* TEXT PASSAGE

★ ★ ★ ★ ★

“You shouldn’t risk your life reporting to work at the White House,” CNN security analyst Sam Vinograd tweeted Monday, after Press Secretary Kayleigh McEnany and two of her aides became the latest members of the Trump administration to test positive for the virus.
CBS White House correspondent Ben Tracy took the hyperbolic fear to another level, saying, “I felt safer reporting in North Korea than I currently do at the White House. This is just crazy.”
I felt safer reporting in North Korea than I currently do reporting at The White House. This is just crazy.
— Ben Tracy (@benstracy) October 5, 2020
The sentiment appeared to strike chord with Trump critics. Some have scolded the White House Correspondents Association for “sending people into these super-spreader events,” while others called for the White House press corps to “walk out en masse” in protest.

★ ★ ★ ★ ★

* TASKS AND EXERCISES
1. Answer these questions from the news passage about White House reporters and the virus, one answer per line.
(a) Who tested positive for the virus along with two of her aides?
(b) Where did Ben Tracy say he felt safer reporting?
(c) What did some critics call for the White House press corps to do?
2. Write the next few sentences of the news passage about White House reporters and the virus, starting after its final sentence.

★ ★ ★ ★ ★

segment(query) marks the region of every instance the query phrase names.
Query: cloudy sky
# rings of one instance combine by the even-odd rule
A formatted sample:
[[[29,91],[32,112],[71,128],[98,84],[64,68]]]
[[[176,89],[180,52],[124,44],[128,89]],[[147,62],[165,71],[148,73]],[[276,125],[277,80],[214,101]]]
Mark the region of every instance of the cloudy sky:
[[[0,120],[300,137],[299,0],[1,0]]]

★ ★ ★ ★ ★

* OUTPUTS BY TASK
1.
(a) Press Secretary Kayleigh McEnany
(b) North Korea
(c) Walk out en masse in protest

2.
Conservative media pundits argued that the fears were overblown, rather seeing them as another opportunity to vilify Trump and his administration. Podcast host Michael Doran responded to Tracy’s North Korea tweet by saying, “Twitter has its faults, but at least it offers a window onto the hallucinatory world of the news people who claim to be reporting on reality.”
Twitter has its faults, but at least it offers a window onto the the hallucinatory world of the newspeople who claim to be reporting on reality. https://t.co/HoiSFdTTPt
— Fiery but peaceful Mike (@Doranimated) October 5, 2020
In North Korea, reporters get sentenced to death for just reporting the truth, let alone criticizing the government. In America, we give guys like you White House press credentials.
— Kristin Shapiro (@mrsshap) October 5, 2020
Some suggested that Tracy move to North Korea for safer working conditions. “I am genuinely and personally offering to pay for a full trip to North Korea for you and crew,” Blaze TV host Elijah Schaffer said. “Only catch is, you have to act the exact same way in North Korea as you do at the White House. Move freely, walk without a guide, speak poorly of the leader, negatively about the country.”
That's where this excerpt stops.